Directions for this task — Convert every line of the rows below into a numbered list, omitting blank lines. Leave the picture out of the list.

Data for this task —
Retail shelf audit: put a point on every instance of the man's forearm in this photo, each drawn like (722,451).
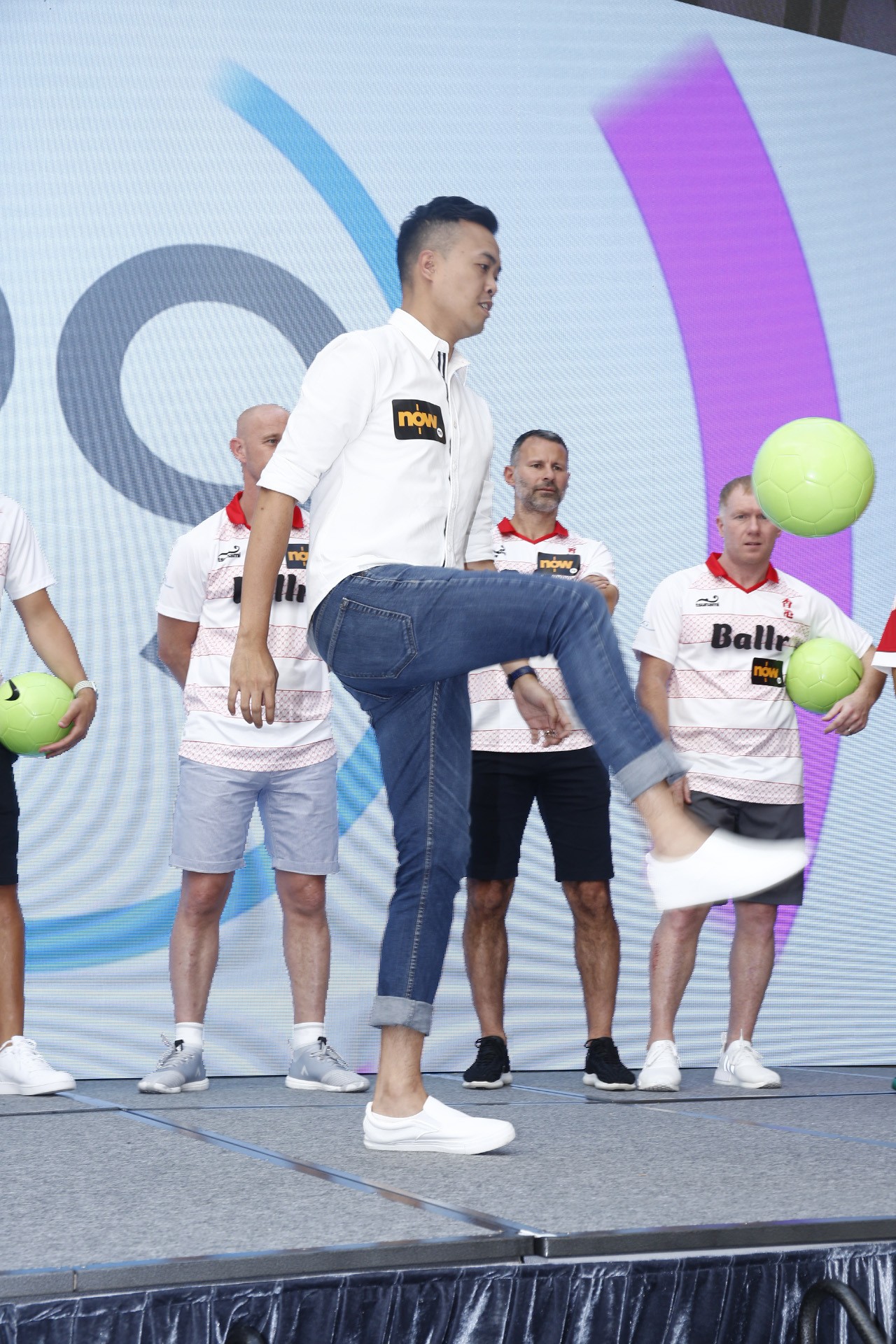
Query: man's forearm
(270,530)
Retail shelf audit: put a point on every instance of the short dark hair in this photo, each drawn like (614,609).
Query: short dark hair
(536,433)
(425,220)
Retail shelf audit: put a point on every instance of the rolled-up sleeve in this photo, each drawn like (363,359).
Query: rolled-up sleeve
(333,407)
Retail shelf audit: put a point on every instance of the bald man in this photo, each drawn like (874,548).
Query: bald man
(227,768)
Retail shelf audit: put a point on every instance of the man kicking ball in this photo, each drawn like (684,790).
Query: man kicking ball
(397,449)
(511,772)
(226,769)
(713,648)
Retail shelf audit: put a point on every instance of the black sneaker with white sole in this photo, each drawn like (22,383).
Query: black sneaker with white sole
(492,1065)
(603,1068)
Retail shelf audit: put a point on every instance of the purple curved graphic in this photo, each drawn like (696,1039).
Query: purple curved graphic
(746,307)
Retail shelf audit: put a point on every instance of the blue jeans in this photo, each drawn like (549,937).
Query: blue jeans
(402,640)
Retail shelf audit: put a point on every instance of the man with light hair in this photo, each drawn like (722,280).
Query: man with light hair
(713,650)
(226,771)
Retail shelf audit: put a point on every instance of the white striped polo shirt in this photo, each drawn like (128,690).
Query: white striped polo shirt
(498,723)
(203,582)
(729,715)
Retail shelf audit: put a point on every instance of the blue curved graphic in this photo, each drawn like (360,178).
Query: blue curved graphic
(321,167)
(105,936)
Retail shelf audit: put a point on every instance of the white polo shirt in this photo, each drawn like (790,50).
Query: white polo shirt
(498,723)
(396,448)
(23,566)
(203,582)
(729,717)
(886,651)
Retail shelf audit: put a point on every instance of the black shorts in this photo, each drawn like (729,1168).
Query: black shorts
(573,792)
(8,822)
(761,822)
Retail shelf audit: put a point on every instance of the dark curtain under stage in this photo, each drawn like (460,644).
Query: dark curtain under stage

Solution to this task —
1. Retail shelf audit: put a point on every instance of the man's forearm in this photo, each drawn like (722,451).
2. Query: man's forearm
3. (270,530)
4. Retail shelf audit: put a point on every instance of the short dark hair in this photo, each drawn like (614,609).
5. Query: short dark hair
6. (536,433)
7. (425,220)
8. Retail shelf audit: put a point on every instance of the rolled-up sleeve in this photo, each drawn like (363,359).
9. Query: rolled-up sleeve
10. (333,407)
11. Retail shelf audit: put a point on every instance of the bald man in this photo, each drawn like (874,548).
12. Query: bald man
13. (227,768)
14. Retail shelf audit: put a point on every instance of the man kicking ball in this photo, each drawn like (684,790).
15. Query: man kicking ball
16. (397,449)
17. (511,772)
18. (226,769)
19. (713,648)
20. Retail shelf audit: put a point on every instance of the black sneaker with white sole in this photo, each drawn like (22,383).
21. Query: black sneaker with white sole
22. (492,1065)
23. (603,1068)
24. Retail shelf audit: put a point on every instance of the purple curved graphic in this photo, each drawn like (696,1039).
25. Query: purple curved graphic
26. (746,307)
27. Retail shelf audit: put a point on every instance of the blue jeans in this photo, each drawn like (549,937).
28. Query: blue jeans
29. (402,640)
30. Retail shelf audit: put a point on every instance of the man with light hair in this photo, each drawn like (722,280).
31. Query: man with light hair
32. (713,650)
33. (226,771)
34. Retail shelf audit: put a point on every instance of the white striped polo shirt in this photo, each drawn like (128,690).
35. Query: white striped polo shirt
36. (498,723)
37. (203,582)
38. (729,715)
39. Retail shelf audit: put a point on every instance of the blue curved graphic in this photo, each drawn like (360,178).
40. Query: blue curved graphic
41. (321,167)
42. (105,936)
43. Retail shelf audit: put a point on every instance of the white polo shirt in this photo, each drawn like (790,50).
44. Query: white polo shirt
45. (498,723)
46. (396,448)
47. (23,566)
48. (203,582)
49. (729,717)
50. (886,651)
51. Retail shelf audit: put a point on every instance of the black shorts in this photo, each drawn like (729,1168).
52. Query: black shorts
53. (573,792)
54. (8,822)
55. (761,822)
56. Retail shelf audit: put a point on every instance of the dark curtain under stage in this photo, each drawn like (460,644).
57. Query: dark curtain under stage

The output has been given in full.